*TASKS AND EXERCISES*
a – Sum up the passage on Newman and the Eucharist in two sentences.
b – Restate the passage on Newman and the Eucharist starting at "Next, Newman notes" and ending at "the last day.", swapping "mysterious" for "hidden".
c – Carry on the passage on Newman and the Eucharist from where it stops.

Next, Newman notes the first practical demand: the eternal life of our bodies and souls is sustained and nurtured by the Eucharist, without which Christ teaches we have no life in us (John 6). Newman says that the Eucharist and the Resurrection of the body are similar in that we can know the “effect,” but cannot rationally know how they work. They are truths “addressed solely to our faith, not to our reason,” because we have nothing to “reason upon” when confronted with them—no human method of science can allow us to arrive at knowledge of them. They are mysterious, spiritual, sacramental works of God. Even so, they are an objective part of revealed truth that we may be confident in. In John 6, Christ links partaking of the Eucharist—his true body and true blood—with eternal life and the Resurrection, and immediately adds that those who partake of it will be raised up on the last day.

The Eucharist is our “means of living forever.” The Eucharist is God’s appointed way to bring us eternal life now and unto eternity: “[God] can sustain our immortality without the Christian Sacraments, as he sustained Abraham and the other saints of old time; but under the Gospel these are his means, which He appointed at His will.” The Body and Blood of Christ nourish our bodies and souls bound for Resurrection. In nature and in faith, we are what we eat—literally. God has willed that our body be filled with the Body and Blood, Soul and Divinity of His Son, and that this be our necessary nourishment for life everlasting.

*INFORMATION PROVIDED*
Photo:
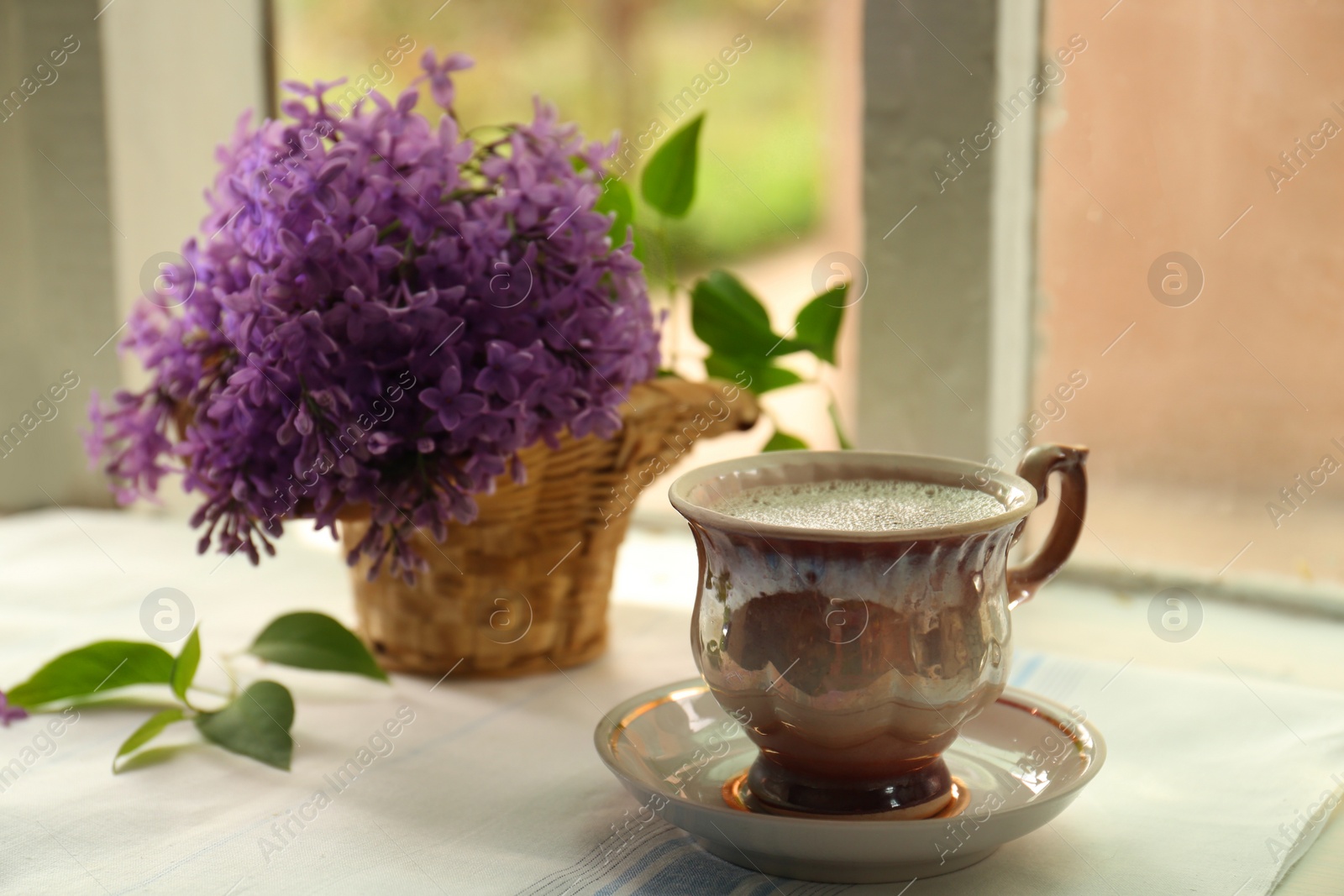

*SOLVED TASKS*
a – Newman holds that the Eucharist sustains the eternal life of our bodies and souls, and that, like the Resurrection of the body, it is known by its effect and addressed to faith rather than reason. It is God's appointed means of living forever under the Gospel, and God has willed that it be our necessary nourishment for life everlasting.

b –
Next, Newman notes the first practical demand: the eternal life of our bodies and souls is sustained and nurtured by the Eucharist, without which Christ teaches we have no life in us (John 6). Newman says that the Eucharist and the Resurrection of the body are similar in that we can know the “effect,” but cannot rationally know how they work. They are truths “addressed solely to our faith, not to our reason,” because we have nothing to “reason upon” when confronted with them—no human method of science can allow us to arrive at knowledge of them. They are hidden, spiritual, sacramental works of God. Even so, they are an objective part of revealed truth that we may be confident in. In John 6, Christ links partaking of the Eucharist—his true body and true blood—with eternal life and the Resurrection, and immediately adds that those who partake of it will be raised up on the last day.

c –
Since our current earthly bodies become the very locations of such an immensely holy plan, Newman thus asserts his second practical notion: “Our bodies shall rise again and live forever; they may not be irreverently handled.” Now and for eternity, we are called to be, body and soul, temples of the Holy Spirit. We must have holy hearts and holy bodies that we may have the Life of God in us. 

Newman then emphasizes how eagerly and zealously we should “study to cleanse [our bodies] from all sin, that they may be true members of Christ!” Newman wonders what use it is to reverence holy places—churches, shrines, sacramentals, etc.—if we do not first reverence ourselves, cleansing our actual bodies and hearts from all immorality and impiousness. The thought of one day rising to new life in the Resurrection means that right now we must rise to a new life of holiness in what St. Paul calls our “members,” the physical body and spiritual soul God has assigned to each of us.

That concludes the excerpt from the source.